*SOURCE TEXT*.
/---
Victorian health authorities have issued notices of new virus exposure sites after a COVID-19 cluster at Melbourne’s Holiday Inn hotel grew to three.
A food and beverage worker and an already released returned traveller tested positive on Tuesday, leading to alerts for seven new exposure sites in the town of Sunbury, just north of Melbourne.
Five of the COVID-19 exposure sites are in Sunbury Square Shopping Centre. They include a Bakers Delight, massage clinic, deli shop and two restaurants.
Tuesday’s two new cases are linked to the Holiday Inn at Melbourne Airport, where an authorised officer who tested positive on Sunday had worked.
The emergence of the cluster has forced more Victorians into isolation and sparked another review of the state’s hotel quarantine system.
The returned traveller had tested negative several times during her stay, which ended on Sunday. She got tested again on Monday after learning of the outbreak.
The woman did not leave home other than to get tested and only one primary close contact has been identified so far.
The food and beverage worker worked on the same floor as the returned traveller and was identified as a close contact of the positive authorised officer.
Chief health officer Brett Sutton said the latest infections were likely linked to transmission on a floor with known COVID-positive guests.
That includes a family of three, one of whom has been transferred to intensive care.
The following exposure sites were added by Victoria’s Health Department on Tuesday:
- Cellarbrations, Sunbury
- Sunny Life Massage, Sunbury Square Shopping Centre, Sunbury
- PJ’s Pet Warehouse, Sunbury
- Bakers Delight, Sunbury Square Shopping Centre, Sunbury
- Aldente Deli, Sunbury Square Shopping Centre, Sunbury
- Sushi Sushi, Sunbury Square Shopping Centre, Sunbury
- Asian Star, Sunbury Square Shopping Centre, Sunbury
- See the latest list of Victorian exposure sites here
Professor Sutton indicated the infected workers and former guest appeared to have picked up the virus from the family, despite having no close contact as he defended the state’s quarantine system.
“Cases can happen anywhere, at any time, and they can happen without a breach of protocol or any particular errors being made,” he said on Tuesday.
“We are talking about an incredibly infectious virus. We have known that airborne transmission is possible.”
He said health officials needed to continue to investigate every intervention possible to better protect hotel quarantine workers and guests.
“All I can say is bring on the vaccine,” Professor Sutton said.
Meanwhile, NSW Health has expanded its warning for people who were at the Holiday Inn following the emergence of the two new cases.
Anyone who worked or stayed on any floor of the hotel from January 27-February 9 is considered a close contact and must get tested and isolate for 14 days, the department said late on Tuesday.
Its previous advice applied only to people who had been on the third floor of the hotel.
\---
*LIST OF TASKS*.
[A] In the article about the Holiday Inn COVID-19 cluster, how many of the new exposure sites are in Sunbury Square Shopping Centre?
[B] Shorten the paragraph in the article about the Holiday Inn COVID-19 cluster that begins "The returned traveller had tested negative" into a single sentence, keeping its main facts.
[C] From the article about the Holiday Inn COVID-19 cluster, reproduce everything from "The emergence of the cluster" down to "known COVID-positive guests.".

*MATERIAL SUPPLIED*.
/---
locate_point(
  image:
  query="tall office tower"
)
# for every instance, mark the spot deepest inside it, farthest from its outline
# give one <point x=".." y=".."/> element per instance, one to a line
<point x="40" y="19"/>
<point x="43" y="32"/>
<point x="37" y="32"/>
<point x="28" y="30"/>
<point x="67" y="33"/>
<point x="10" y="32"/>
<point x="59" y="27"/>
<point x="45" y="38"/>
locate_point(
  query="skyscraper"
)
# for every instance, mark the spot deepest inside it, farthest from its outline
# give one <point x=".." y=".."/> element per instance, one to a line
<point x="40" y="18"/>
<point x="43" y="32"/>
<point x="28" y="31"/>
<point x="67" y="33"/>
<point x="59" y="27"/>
\---
*RESULTS OF THE EXERCISE*.
[A] Five

[B] The returned traveller tested negative several times during her stay, which ended on Sunday, then was tested again on Monday after learning of the outbreak.

[C]
The emergence of the cluster has forced more Victorians into isolation and sparked another review of the state’s hotel quarantine system.
The returned traveller had tested negative several times during her stay, which ended on Sunday. She got tested again on Monday after learning of the outbreak.
The woman did not leave home other than to get tested and only one primary close contact has been identified so far.
The food and beverage worker worked on the same floor as the returned traveller and was identified as a close contact of the positive authorised officer.
Chief health officer Brett Sutton said the latest infections were likely linked to transmission on a floor with known COVID-positive guests.